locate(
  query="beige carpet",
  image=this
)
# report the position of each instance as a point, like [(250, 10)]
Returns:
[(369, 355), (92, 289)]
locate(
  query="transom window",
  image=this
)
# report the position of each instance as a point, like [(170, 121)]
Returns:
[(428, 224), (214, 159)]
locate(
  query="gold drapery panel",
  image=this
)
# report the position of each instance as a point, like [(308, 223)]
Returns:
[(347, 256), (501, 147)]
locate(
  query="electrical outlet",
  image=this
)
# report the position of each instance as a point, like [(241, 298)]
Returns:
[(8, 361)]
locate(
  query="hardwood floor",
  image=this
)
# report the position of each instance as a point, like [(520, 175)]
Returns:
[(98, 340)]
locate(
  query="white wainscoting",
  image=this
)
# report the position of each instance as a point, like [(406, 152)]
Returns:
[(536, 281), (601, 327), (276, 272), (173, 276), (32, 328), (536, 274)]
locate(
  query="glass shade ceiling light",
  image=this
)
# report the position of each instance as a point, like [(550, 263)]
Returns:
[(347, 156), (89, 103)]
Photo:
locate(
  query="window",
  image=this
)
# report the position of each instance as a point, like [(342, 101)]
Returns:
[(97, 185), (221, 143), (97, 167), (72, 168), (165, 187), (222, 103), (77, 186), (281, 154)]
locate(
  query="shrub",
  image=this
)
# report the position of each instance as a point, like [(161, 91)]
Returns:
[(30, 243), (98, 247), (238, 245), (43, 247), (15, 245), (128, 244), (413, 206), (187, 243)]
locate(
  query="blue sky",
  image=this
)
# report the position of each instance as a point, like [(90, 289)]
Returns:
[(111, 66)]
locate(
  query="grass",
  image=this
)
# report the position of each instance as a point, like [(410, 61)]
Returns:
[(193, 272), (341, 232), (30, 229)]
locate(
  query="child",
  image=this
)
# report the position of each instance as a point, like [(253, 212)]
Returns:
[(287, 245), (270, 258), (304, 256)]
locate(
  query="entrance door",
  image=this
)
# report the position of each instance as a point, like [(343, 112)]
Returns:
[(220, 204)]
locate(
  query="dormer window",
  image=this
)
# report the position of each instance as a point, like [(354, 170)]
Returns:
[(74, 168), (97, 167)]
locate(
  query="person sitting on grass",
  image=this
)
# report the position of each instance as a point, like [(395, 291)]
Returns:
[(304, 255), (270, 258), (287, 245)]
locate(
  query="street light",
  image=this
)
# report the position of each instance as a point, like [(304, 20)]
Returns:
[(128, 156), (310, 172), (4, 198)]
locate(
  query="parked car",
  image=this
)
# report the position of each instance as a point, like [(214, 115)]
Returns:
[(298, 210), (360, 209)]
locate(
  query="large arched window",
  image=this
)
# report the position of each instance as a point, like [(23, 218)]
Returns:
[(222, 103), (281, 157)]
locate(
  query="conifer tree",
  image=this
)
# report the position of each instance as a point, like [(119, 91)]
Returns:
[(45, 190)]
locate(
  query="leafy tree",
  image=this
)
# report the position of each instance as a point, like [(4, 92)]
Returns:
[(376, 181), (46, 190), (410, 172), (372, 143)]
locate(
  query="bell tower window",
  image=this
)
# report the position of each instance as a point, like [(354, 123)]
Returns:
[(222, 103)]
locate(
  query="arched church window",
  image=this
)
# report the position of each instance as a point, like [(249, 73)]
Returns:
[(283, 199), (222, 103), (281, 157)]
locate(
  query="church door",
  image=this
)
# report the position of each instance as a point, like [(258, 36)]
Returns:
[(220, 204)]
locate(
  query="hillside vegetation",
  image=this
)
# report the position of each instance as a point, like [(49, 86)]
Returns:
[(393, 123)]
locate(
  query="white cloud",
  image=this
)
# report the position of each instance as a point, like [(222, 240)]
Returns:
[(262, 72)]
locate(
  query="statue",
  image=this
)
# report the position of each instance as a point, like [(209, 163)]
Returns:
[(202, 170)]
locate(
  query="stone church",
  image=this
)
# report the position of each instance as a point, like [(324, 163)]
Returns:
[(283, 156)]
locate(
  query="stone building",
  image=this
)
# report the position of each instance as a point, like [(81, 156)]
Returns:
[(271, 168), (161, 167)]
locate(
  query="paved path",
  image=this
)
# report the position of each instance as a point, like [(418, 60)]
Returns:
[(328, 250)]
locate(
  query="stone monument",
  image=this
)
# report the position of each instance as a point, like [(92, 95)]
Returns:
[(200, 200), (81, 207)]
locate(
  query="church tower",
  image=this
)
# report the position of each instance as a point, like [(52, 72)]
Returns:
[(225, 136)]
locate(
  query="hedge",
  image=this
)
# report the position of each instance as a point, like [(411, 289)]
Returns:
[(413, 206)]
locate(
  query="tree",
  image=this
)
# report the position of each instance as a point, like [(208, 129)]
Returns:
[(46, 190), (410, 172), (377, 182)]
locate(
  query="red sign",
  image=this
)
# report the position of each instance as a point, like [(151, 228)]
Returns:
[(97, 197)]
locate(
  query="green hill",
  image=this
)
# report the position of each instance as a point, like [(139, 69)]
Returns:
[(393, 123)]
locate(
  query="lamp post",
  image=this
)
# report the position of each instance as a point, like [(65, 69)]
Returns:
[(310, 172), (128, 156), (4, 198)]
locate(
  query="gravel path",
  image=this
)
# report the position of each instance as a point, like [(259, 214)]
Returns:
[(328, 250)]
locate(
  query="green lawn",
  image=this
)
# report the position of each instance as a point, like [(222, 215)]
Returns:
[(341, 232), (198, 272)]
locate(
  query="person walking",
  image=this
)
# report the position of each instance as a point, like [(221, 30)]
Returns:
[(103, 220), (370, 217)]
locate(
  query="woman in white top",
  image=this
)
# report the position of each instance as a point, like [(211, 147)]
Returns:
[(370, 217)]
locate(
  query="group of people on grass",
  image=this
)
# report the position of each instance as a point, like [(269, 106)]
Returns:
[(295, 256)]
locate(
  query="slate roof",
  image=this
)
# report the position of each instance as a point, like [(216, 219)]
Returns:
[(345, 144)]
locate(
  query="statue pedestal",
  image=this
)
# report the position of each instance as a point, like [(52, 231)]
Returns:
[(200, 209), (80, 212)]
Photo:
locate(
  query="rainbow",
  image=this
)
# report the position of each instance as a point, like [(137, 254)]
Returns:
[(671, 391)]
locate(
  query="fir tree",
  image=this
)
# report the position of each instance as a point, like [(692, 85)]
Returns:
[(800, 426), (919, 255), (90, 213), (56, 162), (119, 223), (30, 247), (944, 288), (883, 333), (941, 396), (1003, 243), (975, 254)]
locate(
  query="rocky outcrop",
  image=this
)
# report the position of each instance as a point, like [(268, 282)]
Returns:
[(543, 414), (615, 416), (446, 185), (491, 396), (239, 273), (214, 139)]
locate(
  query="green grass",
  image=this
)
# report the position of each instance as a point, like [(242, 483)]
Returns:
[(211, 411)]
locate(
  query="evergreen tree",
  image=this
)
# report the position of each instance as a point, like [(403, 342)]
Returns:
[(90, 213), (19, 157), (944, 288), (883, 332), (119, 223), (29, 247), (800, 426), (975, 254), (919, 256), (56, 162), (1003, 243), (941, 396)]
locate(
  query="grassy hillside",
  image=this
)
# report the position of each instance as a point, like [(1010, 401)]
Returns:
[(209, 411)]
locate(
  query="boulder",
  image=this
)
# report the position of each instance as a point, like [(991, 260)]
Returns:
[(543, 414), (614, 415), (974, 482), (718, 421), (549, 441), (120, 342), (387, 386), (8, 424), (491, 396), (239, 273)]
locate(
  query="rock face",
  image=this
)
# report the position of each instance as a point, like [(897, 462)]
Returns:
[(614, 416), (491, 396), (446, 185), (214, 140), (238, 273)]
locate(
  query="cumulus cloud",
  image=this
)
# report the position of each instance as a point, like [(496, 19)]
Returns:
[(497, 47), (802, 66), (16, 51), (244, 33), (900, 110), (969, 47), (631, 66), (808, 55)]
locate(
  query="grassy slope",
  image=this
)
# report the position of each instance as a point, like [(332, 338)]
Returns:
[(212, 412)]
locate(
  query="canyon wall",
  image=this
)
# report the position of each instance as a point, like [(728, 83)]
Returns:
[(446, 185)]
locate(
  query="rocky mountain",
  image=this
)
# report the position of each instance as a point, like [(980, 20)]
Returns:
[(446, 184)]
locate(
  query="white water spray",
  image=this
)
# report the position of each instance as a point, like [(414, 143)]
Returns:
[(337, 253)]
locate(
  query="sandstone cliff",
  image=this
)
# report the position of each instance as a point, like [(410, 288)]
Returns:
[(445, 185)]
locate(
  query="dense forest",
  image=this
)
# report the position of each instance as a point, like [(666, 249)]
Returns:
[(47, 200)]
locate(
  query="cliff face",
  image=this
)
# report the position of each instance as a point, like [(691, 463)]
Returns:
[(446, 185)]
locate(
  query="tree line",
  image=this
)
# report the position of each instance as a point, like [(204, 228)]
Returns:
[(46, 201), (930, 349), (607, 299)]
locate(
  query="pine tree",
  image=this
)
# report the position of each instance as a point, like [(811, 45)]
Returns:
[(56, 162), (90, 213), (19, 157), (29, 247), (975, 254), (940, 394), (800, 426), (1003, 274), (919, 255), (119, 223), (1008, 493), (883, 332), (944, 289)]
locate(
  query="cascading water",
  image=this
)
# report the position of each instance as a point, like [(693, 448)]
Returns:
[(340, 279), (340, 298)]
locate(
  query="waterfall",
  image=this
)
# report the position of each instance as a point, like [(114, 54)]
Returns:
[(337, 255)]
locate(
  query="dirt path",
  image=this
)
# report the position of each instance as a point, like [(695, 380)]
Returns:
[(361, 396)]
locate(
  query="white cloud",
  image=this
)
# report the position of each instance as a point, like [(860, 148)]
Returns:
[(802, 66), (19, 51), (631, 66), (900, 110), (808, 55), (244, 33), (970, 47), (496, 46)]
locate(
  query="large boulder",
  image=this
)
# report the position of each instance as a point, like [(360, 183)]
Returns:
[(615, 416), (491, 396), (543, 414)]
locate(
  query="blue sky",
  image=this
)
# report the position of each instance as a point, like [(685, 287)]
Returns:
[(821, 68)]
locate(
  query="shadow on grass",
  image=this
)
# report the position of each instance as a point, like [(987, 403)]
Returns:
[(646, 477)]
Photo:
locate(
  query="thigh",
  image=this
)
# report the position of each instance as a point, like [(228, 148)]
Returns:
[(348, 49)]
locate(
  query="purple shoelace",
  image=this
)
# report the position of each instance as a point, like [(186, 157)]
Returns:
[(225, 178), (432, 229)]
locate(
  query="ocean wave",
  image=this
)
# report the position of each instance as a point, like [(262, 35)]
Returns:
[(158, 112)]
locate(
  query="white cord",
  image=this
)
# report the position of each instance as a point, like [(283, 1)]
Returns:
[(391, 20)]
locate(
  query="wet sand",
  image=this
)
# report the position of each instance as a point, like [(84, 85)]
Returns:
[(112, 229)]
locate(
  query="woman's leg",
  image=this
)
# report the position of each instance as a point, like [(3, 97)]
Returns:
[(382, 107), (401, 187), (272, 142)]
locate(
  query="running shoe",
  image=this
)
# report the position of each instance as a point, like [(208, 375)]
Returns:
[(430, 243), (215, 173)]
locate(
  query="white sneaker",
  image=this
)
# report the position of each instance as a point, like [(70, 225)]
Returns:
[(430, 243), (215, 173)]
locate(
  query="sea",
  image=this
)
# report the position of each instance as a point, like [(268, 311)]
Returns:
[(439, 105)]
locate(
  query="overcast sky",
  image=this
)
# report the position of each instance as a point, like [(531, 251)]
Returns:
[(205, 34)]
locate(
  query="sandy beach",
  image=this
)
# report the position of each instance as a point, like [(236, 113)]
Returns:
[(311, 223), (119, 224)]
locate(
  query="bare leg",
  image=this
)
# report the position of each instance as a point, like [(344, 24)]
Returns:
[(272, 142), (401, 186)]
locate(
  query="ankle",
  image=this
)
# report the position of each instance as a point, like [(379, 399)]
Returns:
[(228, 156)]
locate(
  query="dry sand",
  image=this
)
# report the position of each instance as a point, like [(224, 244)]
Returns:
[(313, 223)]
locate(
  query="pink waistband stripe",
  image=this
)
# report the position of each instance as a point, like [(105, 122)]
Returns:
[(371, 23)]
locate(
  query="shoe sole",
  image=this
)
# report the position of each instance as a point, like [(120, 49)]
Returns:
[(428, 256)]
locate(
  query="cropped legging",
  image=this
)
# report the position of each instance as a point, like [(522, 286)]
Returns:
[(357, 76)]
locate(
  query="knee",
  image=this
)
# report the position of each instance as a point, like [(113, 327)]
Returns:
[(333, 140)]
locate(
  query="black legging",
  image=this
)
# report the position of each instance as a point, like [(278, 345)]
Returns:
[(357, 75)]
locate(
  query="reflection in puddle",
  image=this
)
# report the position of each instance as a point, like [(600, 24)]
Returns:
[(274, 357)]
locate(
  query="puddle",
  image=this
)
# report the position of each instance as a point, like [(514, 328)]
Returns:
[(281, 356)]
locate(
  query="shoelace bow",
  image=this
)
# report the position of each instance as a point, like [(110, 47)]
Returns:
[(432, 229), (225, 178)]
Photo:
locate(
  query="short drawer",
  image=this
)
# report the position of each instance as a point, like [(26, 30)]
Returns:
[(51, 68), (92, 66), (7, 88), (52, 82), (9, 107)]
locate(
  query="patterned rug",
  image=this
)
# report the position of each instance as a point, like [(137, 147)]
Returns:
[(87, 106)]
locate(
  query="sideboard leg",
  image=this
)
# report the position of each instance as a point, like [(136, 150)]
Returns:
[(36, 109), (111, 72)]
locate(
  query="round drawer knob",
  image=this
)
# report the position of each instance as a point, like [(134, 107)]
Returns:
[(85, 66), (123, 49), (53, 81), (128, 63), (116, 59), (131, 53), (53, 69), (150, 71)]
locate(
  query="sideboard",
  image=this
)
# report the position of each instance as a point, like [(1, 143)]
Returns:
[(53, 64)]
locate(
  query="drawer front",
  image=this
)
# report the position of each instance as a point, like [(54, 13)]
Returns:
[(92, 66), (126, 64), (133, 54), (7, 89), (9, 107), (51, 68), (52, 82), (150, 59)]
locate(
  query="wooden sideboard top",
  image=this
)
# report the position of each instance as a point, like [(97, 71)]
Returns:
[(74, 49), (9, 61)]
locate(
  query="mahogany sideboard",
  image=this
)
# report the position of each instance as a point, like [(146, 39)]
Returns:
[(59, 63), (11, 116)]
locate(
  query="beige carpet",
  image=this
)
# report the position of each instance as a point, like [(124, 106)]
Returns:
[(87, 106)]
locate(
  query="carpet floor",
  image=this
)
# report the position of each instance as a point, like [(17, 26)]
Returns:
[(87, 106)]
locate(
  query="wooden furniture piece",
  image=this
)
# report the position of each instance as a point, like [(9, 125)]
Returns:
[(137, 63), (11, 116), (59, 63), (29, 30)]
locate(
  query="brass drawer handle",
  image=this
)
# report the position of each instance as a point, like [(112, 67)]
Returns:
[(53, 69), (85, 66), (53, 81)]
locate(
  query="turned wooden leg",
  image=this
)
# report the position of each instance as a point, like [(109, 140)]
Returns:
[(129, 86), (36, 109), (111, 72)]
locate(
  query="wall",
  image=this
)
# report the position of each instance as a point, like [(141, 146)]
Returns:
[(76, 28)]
==*==
* [WHAT IS EXPECTED]: Pull out every line of the listing above that contains the string "hillside" and list those lines.

* [EXPECTED OUTPUT]:
  query="hillside vegetation",
  query="grassy hillside",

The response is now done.